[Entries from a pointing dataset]
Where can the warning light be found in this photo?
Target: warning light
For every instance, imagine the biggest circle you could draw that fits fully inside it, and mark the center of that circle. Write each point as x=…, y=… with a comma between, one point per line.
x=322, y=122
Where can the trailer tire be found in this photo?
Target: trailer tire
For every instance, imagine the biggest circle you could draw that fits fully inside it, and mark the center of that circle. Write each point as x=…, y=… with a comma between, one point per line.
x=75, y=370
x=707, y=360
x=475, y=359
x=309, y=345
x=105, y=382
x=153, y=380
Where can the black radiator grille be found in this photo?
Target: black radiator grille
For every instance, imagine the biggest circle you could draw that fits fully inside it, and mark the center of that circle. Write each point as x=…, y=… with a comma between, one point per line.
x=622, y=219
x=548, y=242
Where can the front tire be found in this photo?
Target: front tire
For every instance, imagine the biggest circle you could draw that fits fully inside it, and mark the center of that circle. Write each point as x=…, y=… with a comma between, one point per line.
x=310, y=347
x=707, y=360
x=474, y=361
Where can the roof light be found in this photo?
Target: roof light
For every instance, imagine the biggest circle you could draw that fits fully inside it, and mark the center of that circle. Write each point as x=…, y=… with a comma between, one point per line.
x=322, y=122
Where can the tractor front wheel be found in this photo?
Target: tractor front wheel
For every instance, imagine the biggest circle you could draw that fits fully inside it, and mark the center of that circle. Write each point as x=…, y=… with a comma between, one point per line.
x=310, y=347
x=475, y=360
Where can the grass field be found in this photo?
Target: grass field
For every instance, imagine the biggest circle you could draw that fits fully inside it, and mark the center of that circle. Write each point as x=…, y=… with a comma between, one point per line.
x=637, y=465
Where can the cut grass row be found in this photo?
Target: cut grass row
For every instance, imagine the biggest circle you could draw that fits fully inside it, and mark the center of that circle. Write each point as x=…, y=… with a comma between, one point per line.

> **Task to complete**
Turn the data into a Markdown table with two columns, Row and Line, giving each line a number and leaving out blank lines. Begin at the first line of the data and stop after the line containing "x=548, y=242".

> **Result for this task**
| Row | Line |
|---|---|
| 1 | Where can the warning light be found in this photo? |
| 2 | Target: warning light |
| 3 | For every instance, imagine the biggest circle you could draw that fits fully inside it, and mark the center of that circle. Write each point as x=…, y=… with a comma between, one point per line. |
| 4 | x=322, y=122 |
| 5 | Where can the trailer tire be found in this photo? |
| 6 | Target: trailer tire |
| 7 | For every instance, imagine the biggest circle you could draw that fits fully inside it, and mark the center of that circle. Write each point as x=…, y=… with a comma between, one point per line. |
| 8 | x=75, y=370 |
| 9 | x=707, y=360 |
| 10 | x=475, y=359 |
| 11 | x=309, y=345 |
| 12 | x=105, y=382 |
| 13 | x=153, y=380 |
| 14 | Where can the black radiator grille be found in this photo? |
| 15 | Target: black radiator grille |
| 16 | For every instance, imagine the biggest circle you could draw that fits fully inside it, and mark the center of that circle. Write each point as x=…, y=… with a comma between, one point per line. |
| 17 | x=622, y=219 |
| 18 | x=548, y=242 |